#### Task to carry out:
Would you transcribe all of the data exactly, down to the last character?

#### Collection entries:
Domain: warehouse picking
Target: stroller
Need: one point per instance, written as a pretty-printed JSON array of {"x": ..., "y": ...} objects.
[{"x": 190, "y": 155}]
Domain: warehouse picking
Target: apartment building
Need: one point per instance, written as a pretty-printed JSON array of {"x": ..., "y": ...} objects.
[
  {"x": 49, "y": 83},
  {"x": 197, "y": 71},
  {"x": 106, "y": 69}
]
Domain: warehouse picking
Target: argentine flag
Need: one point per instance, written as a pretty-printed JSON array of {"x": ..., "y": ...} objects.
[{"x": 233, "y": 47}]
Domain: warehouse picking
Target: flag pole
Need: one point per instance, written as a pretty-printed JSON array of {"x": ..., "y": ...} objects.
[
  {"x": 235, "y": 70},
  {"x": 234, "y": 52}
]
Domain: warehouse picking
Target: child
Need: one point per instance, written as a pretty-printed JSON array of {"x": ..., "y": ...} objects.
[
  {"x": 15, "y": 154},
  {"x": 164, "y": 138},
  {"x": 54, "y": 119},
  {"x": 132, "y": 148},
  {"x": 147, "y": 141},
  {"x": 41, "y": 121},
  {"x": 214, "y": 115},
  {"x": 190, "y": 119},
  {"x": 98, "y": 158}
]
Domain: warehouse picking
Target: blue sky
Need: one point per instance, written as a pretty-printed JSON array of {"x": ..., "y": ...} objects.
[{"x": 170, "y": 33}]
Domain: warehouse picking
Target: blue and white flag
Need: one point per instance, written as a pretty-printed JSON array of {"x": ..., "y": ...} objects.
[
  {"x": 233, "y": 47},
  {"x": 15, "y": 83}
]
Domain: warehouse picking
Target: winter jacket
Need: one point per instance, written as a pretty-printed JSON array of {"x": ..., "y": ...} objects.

#### Written solution:
Domain: warehouse picking
Target: stroller
Need: one point per instance, written as a pretty-printed JSON array of {"x": ..., "y": ...} objects.
[{"x": 190, "y": 155}]
Domain: warehouse picking
Target: apartment building
Need: one point per instance, written as a pretty-printed JSON array of {"x": ..., "y": ...} objects.
[
  {"x": 49, "y": 83},
  {"x": 197, "y": 71},
  {"x": 106, "y": 69}
]
Domain: warehouse picking
Target: argentine flag
Need: one point per instance, written as a pretty-printed JSON array of {"x": ..., "y": ...} objects.
[{"x": 233, "y": 47}]
Domain: warehouse picking
Target: flag pole
Need: one point per instance, written as a pretty-printed JSON array of {"x": ..., "y": ...} objects.
[
  {"x": 235, "y": 70},
  {"x": 234, "y": 52}
]
Domain: warehouse picking
Target: child
Need: one point per instance, written as a pretty-printed JSON array of {"x": ..., "y": ...} objects.
[
  {"x": 15, "y": 154},
  {"x": 164, "y": 138},
  {"x": 54, "y": 119},
  {"x": 132, "y": 148},
  {"x": 147, "y": 141},
  {"x": 41, "y": 121},
  {"x": 214, "y": 115},
  {"x": 190, "y": 119},
  {"x": 98, "y": 158}
]
Domain: warehouse picking
Target: blue sky
Need: one point per instance, written as a pretty-printed JSON array of {"x": ..., "y": ...} objects.
[{"x": 170, "y": 33}]
Domain: warehouse picking
Target: blue and white flag
Need: one point per instance, written as a pretty-printed JSON array of {"x": ..., "y": ...} objects.
[
  {"x": 233, "y": 47},
  {"x": 15, "y": 83}
]
Domain: warehouse picking
Target: winter jacket
Need: one point per instance, written as a pretty-printed JSON array of {"x": ..., "y": ...} objects.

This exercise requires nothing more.